Saved entries
+===+
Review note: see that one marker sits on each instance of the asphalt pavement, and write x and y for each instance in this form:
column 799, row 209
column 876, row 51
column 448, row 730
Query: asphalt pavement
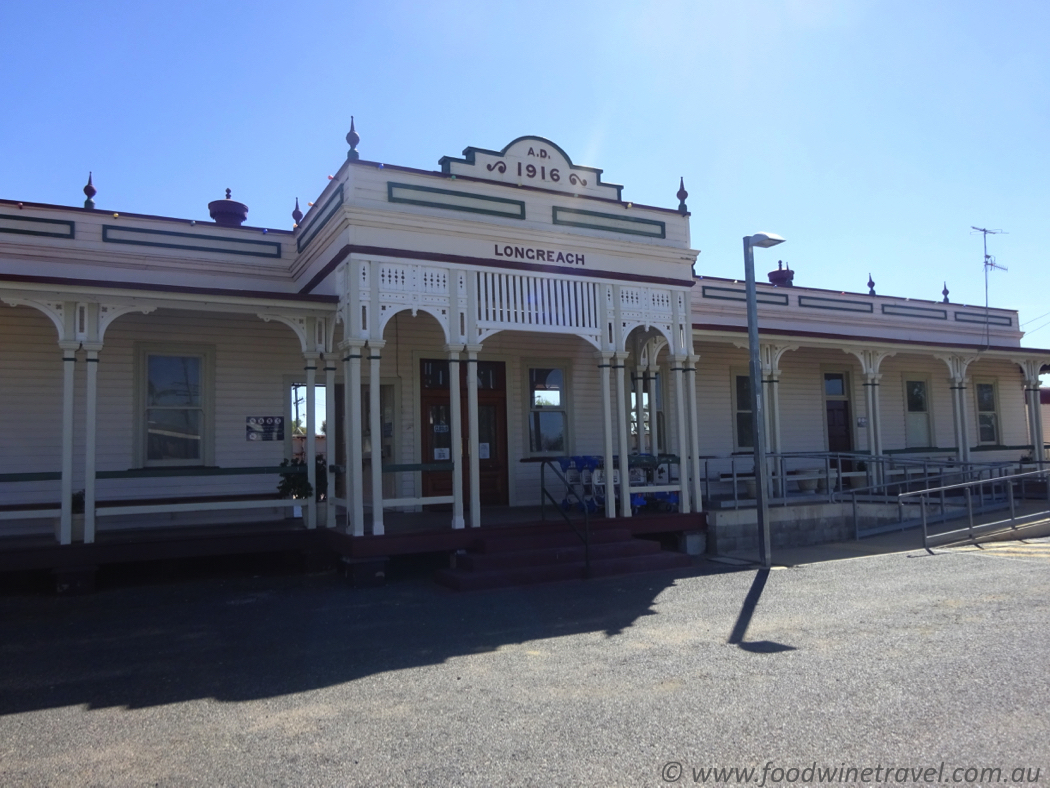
column 903, row 660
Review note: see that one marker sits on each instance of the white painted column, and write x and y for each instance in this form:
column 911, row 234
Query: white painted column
column 376, row 428
column 694, row 433
column 311, row 369
column 456, row 412
column 1040, row 437
column 68, row 380
column 877, row 412
column 639, row 411
column 604, row 366
column 353, row 437
column 625, row 472
column 330, row 406
column 957, row 421
column 473, row 432
column 679, row 409
column 963, row 419
column 873, row 448
column 90, row 438
column 653, row 421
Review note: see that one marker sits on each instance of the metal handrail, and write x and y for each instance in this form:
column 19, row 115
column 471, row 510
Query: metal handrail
column 966, row 486
column 544, row 494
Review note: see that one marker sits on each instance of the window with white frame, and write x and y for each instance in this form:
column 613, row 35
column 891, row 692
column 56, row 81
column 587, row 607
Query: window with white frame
column 987, row 399
column 548, row 421
column 175, row 408
column 743, row 431
column 917, row 412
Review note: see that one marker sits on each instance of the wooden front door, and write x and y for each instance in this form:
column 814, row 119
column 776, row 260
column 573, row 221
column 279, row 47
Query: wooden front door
column 839, row 435
column 436, row 420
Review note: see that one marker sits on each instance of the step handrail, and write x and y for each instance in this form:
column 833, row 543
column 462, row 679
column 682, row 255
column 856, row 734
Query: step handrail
column 570, row 491
column 1008, row 480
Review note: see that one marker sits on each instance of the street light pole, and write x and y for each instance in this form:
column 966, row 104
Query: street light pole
column 763, row 240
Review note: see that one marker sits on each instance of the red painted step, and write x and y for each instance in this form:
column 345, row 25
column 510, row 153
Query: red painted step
column 500, row 562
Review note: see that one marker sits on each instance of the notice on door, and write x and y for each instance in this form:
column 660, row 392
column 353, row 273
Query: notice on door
column 264, row 428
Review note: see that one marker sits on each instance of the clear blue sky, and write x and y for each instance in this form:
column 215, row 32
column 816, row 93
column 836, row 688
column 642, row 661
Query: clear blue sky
column 872, row 135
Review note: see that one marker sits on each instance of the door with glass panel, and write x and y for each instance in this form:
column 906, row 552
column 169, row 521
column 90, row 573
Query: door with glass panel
column 917, row 413
column 436, row 420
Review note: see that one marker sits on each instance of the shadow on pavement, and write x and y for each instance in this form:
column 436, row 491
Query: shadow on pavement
column 235, row 638
column 743, row 620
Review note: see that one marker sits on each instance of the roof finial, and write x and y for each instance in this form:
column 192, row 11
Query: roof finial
column 352, row 139
column 90, row 192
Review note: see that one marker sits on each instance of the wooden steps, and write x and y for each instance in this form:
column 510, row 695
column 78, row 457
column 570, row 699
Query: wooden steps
column 501, row 561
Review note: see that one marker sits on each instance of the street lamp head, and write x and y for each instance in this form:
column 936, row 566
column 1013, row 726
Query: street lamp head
column 765, row 240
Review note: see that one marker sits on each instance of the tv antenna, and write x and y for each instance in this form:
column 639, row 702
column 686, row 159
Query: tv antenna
column 989, row 264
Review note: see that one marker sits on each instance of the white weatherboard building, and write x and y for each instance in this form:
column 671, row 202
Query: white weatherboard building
column 473, row 322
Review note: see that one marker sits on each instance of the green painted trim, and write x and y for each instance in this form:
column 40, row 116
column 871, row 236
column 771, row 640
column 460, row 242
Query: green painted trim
column 273, row 246
column 147, row 473
column 69, row 236
column 44, row 476
column 991, row 319
column 470, row 152
column 391, row 185
column 316, row 226
column 742, row 295
column 575, row 211
column 834, row 304
column 901, row 311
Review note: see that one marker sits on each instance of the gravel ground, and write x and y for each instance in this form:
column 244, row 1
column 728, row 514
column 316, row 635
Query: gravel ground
column 891, row 661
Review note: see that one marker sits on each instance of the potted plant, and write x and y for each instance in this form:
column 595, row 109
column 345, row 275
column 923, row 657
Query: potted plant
column 295, row 483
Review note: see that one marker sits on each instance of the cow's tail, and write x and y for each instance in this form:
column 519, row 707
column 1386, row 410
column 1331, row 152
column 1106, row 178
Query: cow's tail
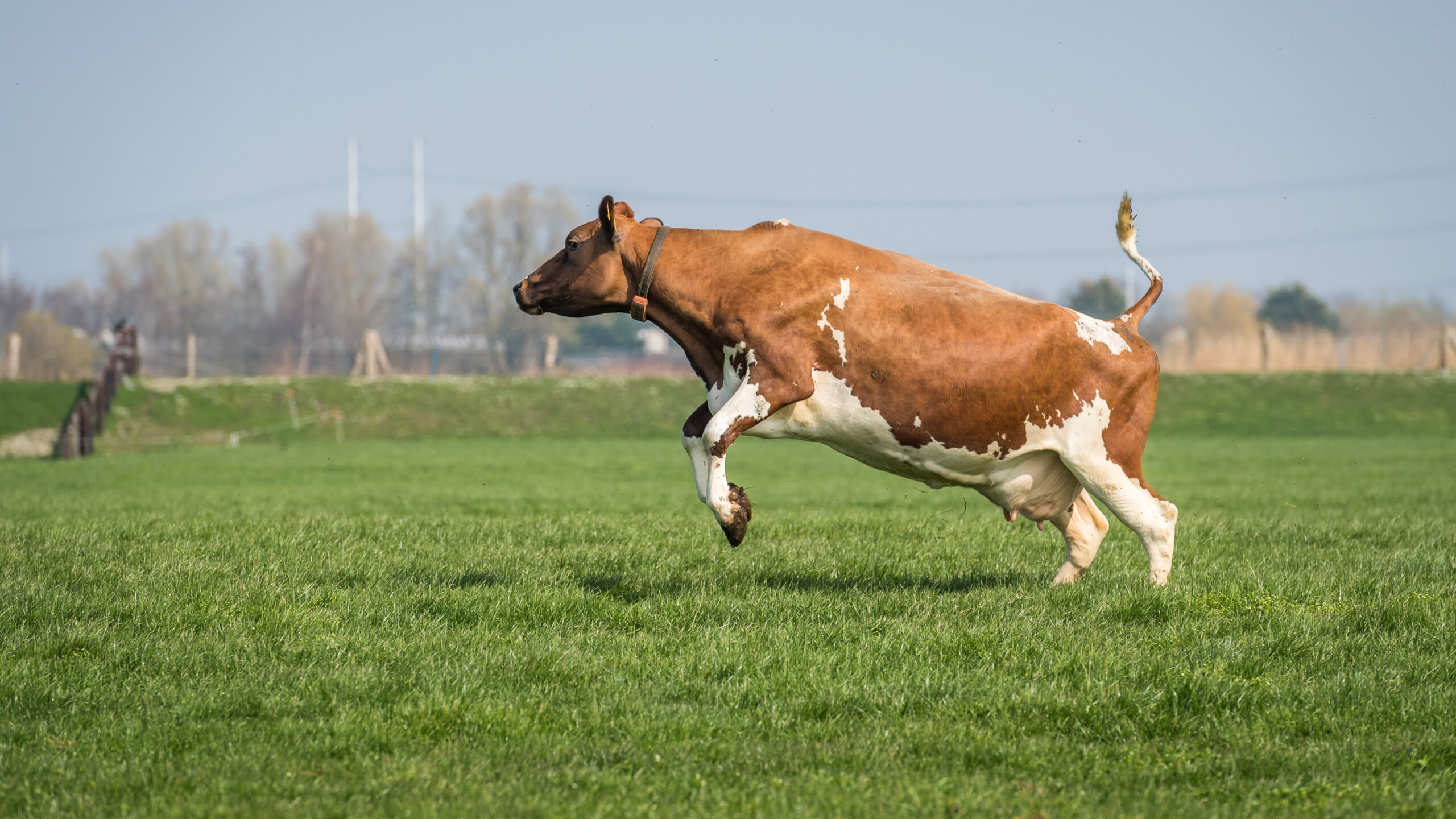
column 1127, row 237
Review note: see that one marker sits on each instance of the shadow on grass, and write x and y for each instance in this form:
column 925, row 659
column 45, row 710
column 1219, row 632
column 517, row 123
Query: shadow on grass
column 452, row 581
column 897, row 582
column 623, row 589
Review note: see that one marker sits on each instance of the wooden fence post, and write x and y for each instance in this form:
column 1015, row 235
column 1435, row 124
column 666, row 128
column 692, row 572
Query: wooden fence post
column 14, row 358
column 1265, row 341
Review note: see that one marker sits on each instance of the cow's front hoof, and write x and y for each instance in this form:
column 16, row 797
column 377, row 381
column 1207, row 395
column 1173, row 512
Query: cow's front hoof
column 737, row 528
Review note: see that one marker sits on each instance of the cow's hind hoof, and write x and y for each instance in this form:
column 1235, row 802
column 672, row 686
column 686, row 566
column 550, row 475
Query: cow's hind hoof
column 737, row 528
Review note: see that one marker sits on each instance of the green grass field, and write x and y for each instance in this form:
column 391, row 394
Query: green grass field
column 555, row 627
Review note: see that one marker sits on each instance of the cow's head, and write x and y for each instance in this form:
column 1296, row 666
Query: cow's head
column 586, row 278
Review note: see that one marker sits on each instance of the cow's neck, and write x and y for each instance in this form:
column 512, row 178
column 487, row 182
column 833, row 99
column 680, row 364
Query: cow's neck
column 692, row 274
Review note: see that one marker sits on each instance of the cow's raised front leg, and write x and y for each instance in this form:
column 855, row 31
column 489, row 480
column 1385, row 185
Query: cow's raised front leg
column 752, row 403
column 1082, row 528
column 695, row 448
+===+
**WHAT YOU ARE ASKED TO DO**
All of the entries, apart from the pictures, must be returned exactly.

**ANSWER BOX**
Review note: see that one marker sits on each instance of the asphalt pavement, and write x and y for each instance in this form:
column 799, row 209
column 876, row 51
column 448, row 730
Query: asphalt pavement
column 903, row 660
Review note: see that one marker sits on each instance of the white painted column, and write x and y for each instance in this form:
column 911, row 234
Query: white painted column
column 376, row 428
column 694, row 433
column 311, row 369
column 456, row 412
column 1040, row 437
column 68, row 380
column 877, row 412
column 639, row 411
column 604, row 366
column 353, row 437
column 625, row 472
column 330, row 406
column 957, row 421
column 473, row 432
column 679, row 409
column 963, row 419
column 873, row 448
column 90, row 438
column 653, row 421
Review note: see that one marker sits on each instance of the metal handrail, and write x and y for each instance in this form:
column 19, row 115
column 471, row 510
Query: metal handrail
column 966, row 486
column 544, row 494
Review note: see that one marker sits on each instance of the window with white frame, and write x and y for each instance in this form:
column 613, row 35
column 891, row 692
column 56, row 81
column 587, row 607
Query: window with white frame
column 987, row 399
column 548, row 421
column 175, row 408
column 743, row 431
column 917, row 412
Review note: see that one marker sits on each instance of the wooden front door, and write x and y for each instance in this form:
column 814, row 119
column 776, row 260
column 573, row 221
column 279, row 47
Query: wooden front door
column 839, row 435
column 436, row 420
Review note: see that one marker sits on each instance of the step handrail, and write x and y for each instance in this form:
column 833, row 543
column 462, row 679
column 682, row 255
column 856, row 734
Query: step handrail
column 570, row 491
column 1008, row 480
Review note: see that one marker sits on each instance of the street light pole, and write x and y for each instance in this form:
column 966, row 104
Query: street light pole
column 763, row 240
Review note: see that one marker sits on each instance of the red painted step, and write x and y for each instance in this form:
column 345, row 25
column 510, row 153
Query: red painted step
column 500, row 562
Review note: see that one marker sits on each instance of the notice on door, and write x and y for each instance in this form:
column 660, row 392
column 353, row 273
Query: notice on door
column 264, row 428
Review note: see that one marker sits on each instance of the clear blue sky, and write x and y for each instance in this form:
column 215, row 32
column 816, row 93
column 836, row 688
column 642, row 661
Query: clear blue sky
column 872, row 135
Review note: see that one marker sits on each instance of the door with glass panel, and write x and y for each instance in this form:
column 906, row 552
column 169, row 521
column 90, row 573
Query: door with glass panel
column 917, row 413
column 436, row 420
Review note: see that one marker sits on each instance of the shadow on pavement, and write x and y for each instance in this form:
column 436, row 491
Query: shadow on pavement
column 235, row 638
column 743, row 620
Review note: see that one marker sits on each instance of the roof finial, and write x and y for each instance in this form:
column 192, row 11
Query: roof finial
column 352, row 139
column 90, row 192
Review note: see that one marker sits on each instance of the wooden steps, and write x and y for each instance in this form:
column 510, row 695
column 78, row 457
column 570, row 699
Query: wooden steps
column 501, row 561
Review note: see that one marker sits on each instance of the street lamp head, and write x and y for each instance in this form:
column 936, row 566
column 1013, row 726
Query: street lamp head
column 765, row 240
Review note: see that one marker sits on each instance of the tv antenna, and write x and y for each instance in this form:
column 639, row 702
column 686, row 159
Query: tv antenna
column 989, row 264
Review note: see that one marker sits on each instance of the white weatherboard building, and write x and y for each instance in this form:
column 671, row 202
Query: white weatherboard building
column 473, row 322
Review note: see that one marker sits on each instance of the green painted trim, and write x and y for each instance in this form:
column 40, row 116
column 871, row 236
column 771, row 640
column 460, row 242
Query: green painted trim
column 273, row 246
column 147, row 473
column 69, row 236
column 44, row 476
column 991, row 319
column 470, row 152
column 391, row 185
column 316, row 226
column 742, row 295
column 575, row 211
column 834, row 304
column 901, row 311
Review note: see that one marker sits on each instance of the gravel ground, and write x and y for each instance in this form:
column 244, row 1
column 728, row 514
column 316, row 635
Query: gravel ground
column 891, row 661
Review note: see that one marker sits on each instance of the potted plant, and write x and y for each instance in this form:
column 595, row 109
column 345, row 275
column 923, row 657
Query: potted plant
column 295, row 483
Review note: see that one marker sits on each instance of the cow's tail, and write x and y for each instance in this form:
column 519, row 707
column 1386, row 410
column 1331, row 152
column 1106, row 178
Query: cow's tail
column 1127, row 237
Review note: see that one marker sits on each instance of the shadow on grass, and write x and y for each instance in this form:
column 925, row 659
column 45, row 710
column 1219, row 632
column 517, row 123
Query: shadow on grass
column 452, row 581
column 897, row 582
column 623, row 589
Review note: see that one marker sits on each instance of the wooden fence post, and write x and y for each instance in this form:
column 1015, row 235
column 1435, row 124
column 666, row 128
column 692, row 572
Query: wooden fence post
column 14, row 358
column 1265, row 341
Review note: see that one marker sits on each instance of the cow's front hoof, and write x and y for each instance in this form:
column 16, row 797
column 377, row 381
column 1207, row 395
column 1173, row 512
Query: cow's front hoof
column 737, row 528
Review note: see that one marker sits on each instance of the cow's hind hoof, and write x and y for each instance in this form:
column 1235, row 802
column 672, row 686
column 686, row 566
column 550, row 475
Query: cow's hind hoof
column 737, row 528
Review note: see that one marker sits on each instance of the green grass field, and write x and y for each instance in this form:
column 391, row 394
Query: green grass field
column 555, row 627
Review note: see that one marker sits on each instance of the cow's head, and write x and y for each instance in this form:
column 1296, row 666
Query: cow's head
column 586, row 278
Review note: see that one marker sits on each instance of the cow's neck, and write x and y for each instance in this form:
column 512, row 178
column 487, row 182
column 833, row 99
column 680, row 364
Query: cow's neck
column 692, row 274
Review note: see that one marker sits on each instance of the cow's raised front leg, and write x and y for each instance in this form:
column 855, row 31
column 489, row 480
column 1385, row 185
Query: cow's raised front leg
column 752, row 403
column 1082, row 528
column 695, row 448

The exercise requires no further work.